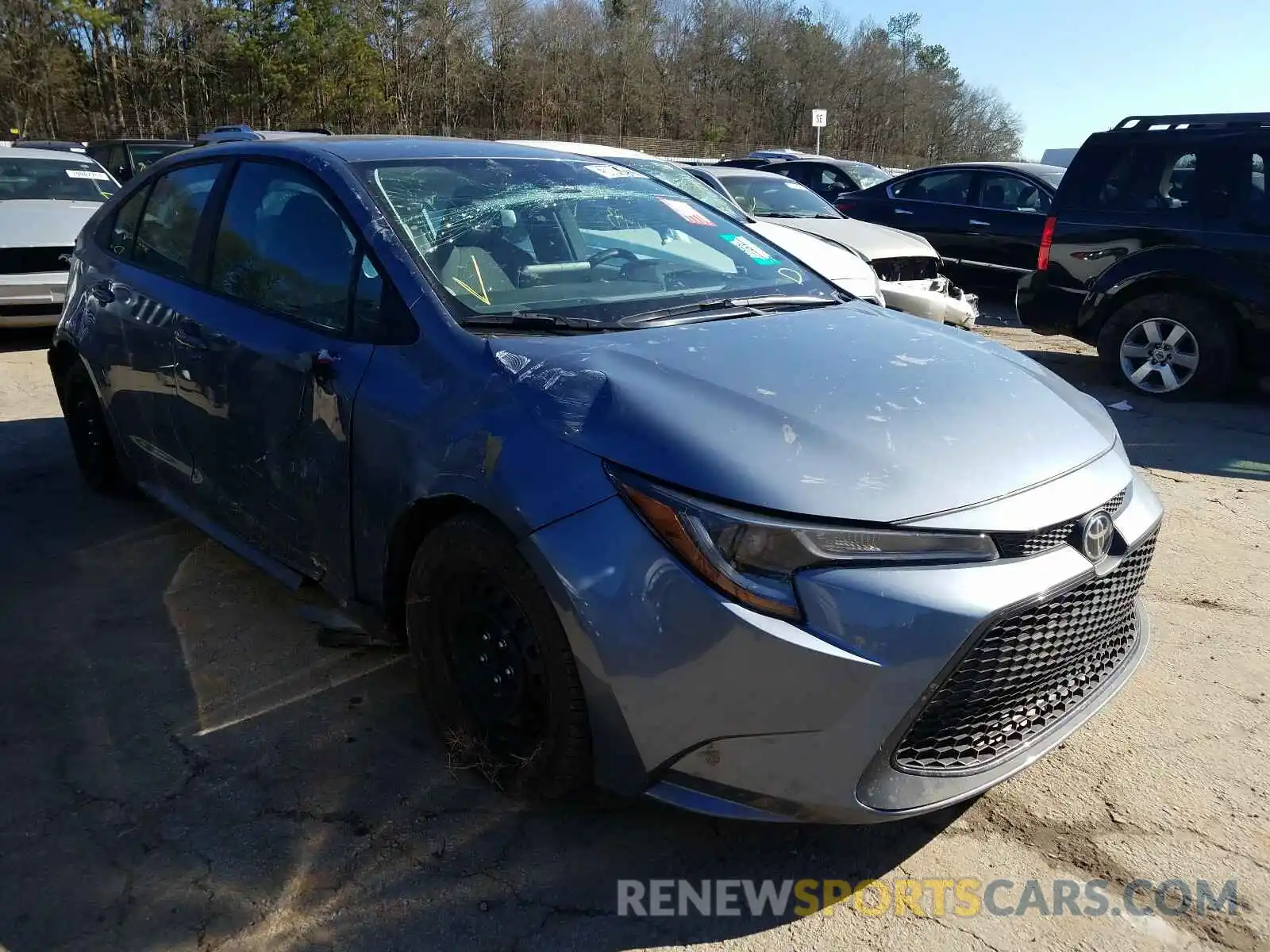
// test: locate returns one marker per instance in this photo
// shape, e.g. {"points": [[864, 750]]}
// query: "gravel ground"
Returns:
{"points": [[186, 768]]}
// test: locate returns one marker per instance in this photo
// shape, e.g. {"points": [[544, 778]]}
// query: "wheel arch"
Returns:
{"points": [[1117, 290], [410, 530]]}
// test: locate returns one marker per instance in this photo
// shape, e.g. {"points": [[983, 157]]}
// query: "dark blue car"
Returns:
{"points": [[651, 503]]}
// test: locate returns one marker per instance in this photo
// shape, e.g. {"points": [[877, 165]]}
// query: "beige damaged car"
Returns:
{"points": [[907, 264], [874, 263]]}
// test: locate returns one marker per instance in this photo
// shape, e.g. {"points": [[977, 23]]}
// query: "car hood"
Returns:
{"points": [[846, 412], [33, 222], [826, 259], [870, 240]]}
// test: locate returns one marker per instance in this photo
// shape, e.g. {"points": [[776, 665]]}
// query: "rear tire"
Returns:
{"points": [[495, 666], [89, 431], [1172, 346]]}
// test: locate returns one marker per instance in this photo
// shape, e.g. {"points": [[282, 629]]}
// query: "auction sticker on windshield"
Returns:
{"points": [[685, 211], [615, 171], [756, 254]]}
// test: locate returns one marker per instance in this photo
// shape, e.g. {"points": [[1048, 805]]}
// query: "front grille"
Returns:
{"points": [[1026, 673], [1020, 545], [33, 260], [906, 268]]}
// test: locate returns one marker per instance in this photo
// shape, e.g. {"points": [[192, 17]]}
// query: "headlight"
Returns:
{"points": [[755, 558]]}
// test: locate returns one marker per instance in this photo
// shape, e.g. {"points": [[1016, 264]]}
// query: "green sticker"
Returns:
{"points": [[749, 248]]}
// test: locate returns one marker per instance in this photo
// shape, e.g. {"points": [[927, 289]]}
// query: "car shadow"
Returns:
{"points": [[187, 765], [1210, 438]]}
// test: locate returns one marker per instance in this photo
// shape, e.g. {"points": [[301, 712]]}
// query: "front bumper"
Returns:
{"points": [[704, 704], [32, 300], [937, 300]]}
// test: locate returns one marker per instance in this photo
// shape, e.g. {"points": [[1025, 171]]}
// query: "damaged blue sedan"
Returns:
{"points": [[654, 505]]}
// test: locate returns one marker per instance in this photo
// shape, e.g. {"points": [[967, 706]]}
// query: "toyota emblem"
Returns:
{"points": [[1096, 533]]}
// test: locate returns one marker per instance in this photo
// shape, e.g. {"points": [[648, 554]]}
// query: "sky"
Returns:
{"points": [[1071, 67]]}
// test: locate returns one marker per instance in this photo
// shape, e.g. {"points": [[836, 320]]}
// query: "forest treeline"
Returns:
{"points": [[721, 74]]}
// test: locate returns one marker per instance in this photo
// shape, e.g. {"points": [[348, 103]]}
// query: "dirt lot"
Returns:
{"points": [[184, 767]]}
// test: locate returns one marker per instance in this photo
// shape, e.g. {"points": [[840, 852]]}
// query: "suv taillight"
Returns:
{"points": [[1047, 239]]}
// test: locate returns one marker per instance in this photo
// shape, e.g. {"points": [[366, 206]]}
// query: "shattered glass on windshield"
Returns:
{"points": [[578, 239]]}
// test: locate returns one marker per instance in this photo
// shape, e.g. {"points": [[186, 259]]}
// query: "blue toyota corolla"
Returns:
{"points": [[652, 505]]}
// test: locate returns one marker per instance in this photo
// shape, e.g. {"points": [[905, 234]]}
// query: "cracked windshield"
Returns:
{"points": [[583, 240]]}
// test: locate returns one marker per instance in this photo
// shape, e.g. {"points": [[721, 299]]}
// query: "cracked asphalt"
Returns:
{"points": [[184, 768]]}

━━━━━━━━

*WHAT IS EXPECTED*.
Every line of the data above should be quoted exactly. Omit the pictures.

*EXERCISE RESPONSE*.
// test: locate returns one marker per instance in this photo
// shape, e.g. {"points": [[864, 750]]}
// query: "gravel ground"
Returns:
{"points": [[186, 768]]}
// test: locate returns one marker per instance in this photo
// shape, e.g. {"points": [[544, 778]]}
// query: "wheel arch"
Returns:
{"points": [[1117, 290], [410, 530]]}
// test: locate returns one marker per instance in this photo
// shape, e.g. {"points": [[983, 157]]}
// query: "dark blue car"
Returns:
{"points": [[651, 503]]}
// test: locate returns one marker per instance in this photo
// shape, e.g. {"points": [[877, 165]]}
// query: "beige damaged car"
Returns:
{"points": [[907, 264], [874, 263]]}
// test: locate returns one marker per instance in this photo
// shape, e.g. {"points": [[977, 23]]}
// query: "car hood"
Returns:
{"points": [[846, 412], [33, 222], [826, 259], [870, 240]]}
// test: locate returns one marker per instance in this photo
// shape, e.g. {"points": [[776, 665]]}
// query: "rear tire"
Returns:
{"points": [[495, 666], [89, 431], [1172, 346]]}
// test: locate returns one marker per instance in this photo
// shape, e.g. {"points": [[282, 629]]}
// query: "auction sticker on windshield"
Returns:
{"points": [[685, 211], [615, 171], [756, 254]]}
// test: locate returns one marker per instance in this photo
// shape, e.g. {"points": [[1048, 805]]}
// query: "front grille"
Returns:
{"points": [[1026, 673], [1020, 545], [33, 260], [906, 268]]}
// test: locate returns one marker per instance in this photo
// shape, e.g. {"points": [[192, 17]]}
// query: "headlight"
Returns:
{"points": [[755, 558]]}
// test: locate returns one marker per instance in this photo
// shape, e.g. {"points": [[1016, 264]]}
// query: "green sticker"
Returns:
{"points": [[749, 248]]}
// test: locate returns one marker per instance in this photo
// shape, e.g. {"points": [[927, 289]]}
// query: "car shadow"
Returns:
{"points": [[187, 765], [1210, 438]]}
// test: locate returns one marker per instance in this photo
// shape, e.g. {"points": [[301, 712]]}
// query: "front bumper"
Returns:
{"points": [[704, 704], [32, 300], [937, 300]]}
// test: locate returns one marker per instance in this photo
// shape, e.g. {"points": [[1025, 171]]}
// query: "damaged blue sedan"
Returns:
{"points": [[654, 505]]}
// test: locate returns one marker per instance in this photo
// shape, e.g. {"points": [[967, 706]]}
// query: "toyota emblem"
Returns:
{"points": [[1096, 533]]}
// test: locate returns one marker per instance in this photo
// shape, e.g. {"points": [[648, 554]]}
// query: "sky"
Returns:
{"points": [[1071, 67]]}
// test: locate returns one marker per instance in this photo
// shape, e.g. {"points": [[836, 320]]}
// query: "forest treeline"
Returns:
{"points": [[721, 74]]}
// test: locate returns one marker per instance in this photo
// shape, e.g. {"points": [[348, 103]]}
// query: "dirt lot"
Returns:
{"points": [[184, 767]]}
// test: locate returns one marker per instance in this photo
// shape, e.g. {"points": [[840, 852]]}
// query: "suv taillight"
Returns:
{"points": [[1047, 239]]}
// test: locate returns one marker per instance in this photo
// shape, e.g. {"points": [[366, 206]]}
// query: "shattered glass on windshield"
Returns:
{"points": [[578, 239]]}
// test: locate returns one marker per instance in this photo
// shape, e.g. {"points": [[186, 259]]}
// query: "blue toyota corolla"
Returns:
{"points": [[652, 505]]}
// test: locate returns one marker per instance in this photo
// shape, e.g. {"points": [[905, 234]]}
// query: "cracked windshield"
Returns:
{"points": [[583, 240]]}
// test: locate returns one marker per instance in this photo
// shape, e.g. {"points": [[721, 299]]}
// query: "cracked asphalt"
Returns:
{"points": [[184, 768]]}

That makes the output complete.